Although the case is to be remanded, two issues relative to valuation of the assets can appropriately be resolved on this appeal. First, Wife argues that the trial court erred in valuing Husband's interest in Anker Corporation, a corporation wholly controlled by Husband, at $18,500. Wife entered into evidence an annual report of Anker Corporation which valued Husband's interest at approximately $76,000. However, Husband testified without contradiction that the $76,000 figure was based upon an anticipated transfer of property to the corporation which never occurred, and that the true value of the corporation was approximately $18,500. Therefore, the trial court's valuation is supported by the evidence, and will not be disturbed on review. This valuation is, however, subject to change should the trial court elect a different valuation date upon remand.

Second, the trial court valued Husband's interest in Titan Corporation at $50,000. Both parties contest this finding. The principal evidence of Husband's interest in Titan Corporation was the corporate books, financial statements and monthly work sheets, and Husband's opinion testimony. There was no expert testimony. The court found that Husband's stock in the corporation had a net book value of $25,000 on March 31, 1972. Without basis in evidence, the court stated that "the net book value of a going, active corporation is a very conservative estimate of the current market value of outstanding stock, however." The court took into consideration the past profits of the corporation, the corporation's ability to pay relatively high executive salaries and bonuses, the amount of outstanding work contracts which the corporation held, and the "annual earnings over a four, five and six year period," in arriving at its valuation of $50,000.

__PROBLEMS TO SOLVE__:
a: Answer from the court opinion excerpt:
(i) At roughly what amount did the annual report of Anker Corporation value Husband's interest?
(ii) What net book value did the court find for Husband's stock in Titan Corporation, and on what date?
(iii) Was there expert testimony on Husband's interest in Titan Corporation?
b: Reproduce the part of the court opinion excerpt that begins at the words "Although the case" and stops after the words "date upon remand.".
The data that follows has no connection to the court opinion excerpt.

__DATASET EXCERPT__:
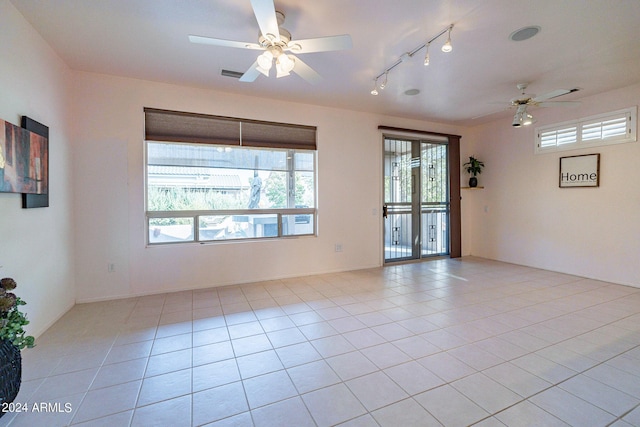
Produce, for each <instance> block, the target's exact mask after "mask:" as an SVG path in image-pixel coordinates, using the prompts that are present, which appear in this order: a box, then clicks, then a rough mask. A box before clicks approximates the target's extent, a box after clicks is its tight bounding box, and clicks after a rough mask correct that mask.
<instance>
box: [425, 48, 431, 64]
mask: <svg viewBox="0 0 640 427" xmlns="http://www.w3.org/2000/svg"><path fill="white" fill-rule="evenodd" d="M430 45H431V43H427V46H426V48H427V53H426V54H425V55H424V66H425V67H426V66H427V65H429V46H430Z"/></svg>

__TASK SOLUTIONS__:
a:
(i) Approximately $76,000.
(ii) $25,000, on March 31, 1972.
(iii) No, there was no expert testimony.

b:
Although the case is to be remanded, two issues relative to valuation of the assets can appropriately be resolved on this appeal. First, Wife argues that the trial court erred in valuing Husband's interest in Anker Corporation, a corporation wholly controlled by Husband, at $18,500. Wife entered into evidence an annual report of Anker Corporation which valued Husband's interest at approximately $76,000. However, Husband testified without contradiction that the $76,000 figure was based upon an anticipated transfer of property to the corporation which never occurred, and that the true value of the corporation was approximately $18,500. Therefore, the trial court's valuation is supported by the evidence, and will not be disturbed on review. This valuation is, however, subject to change should the trial court elect a different valuation date upon remand.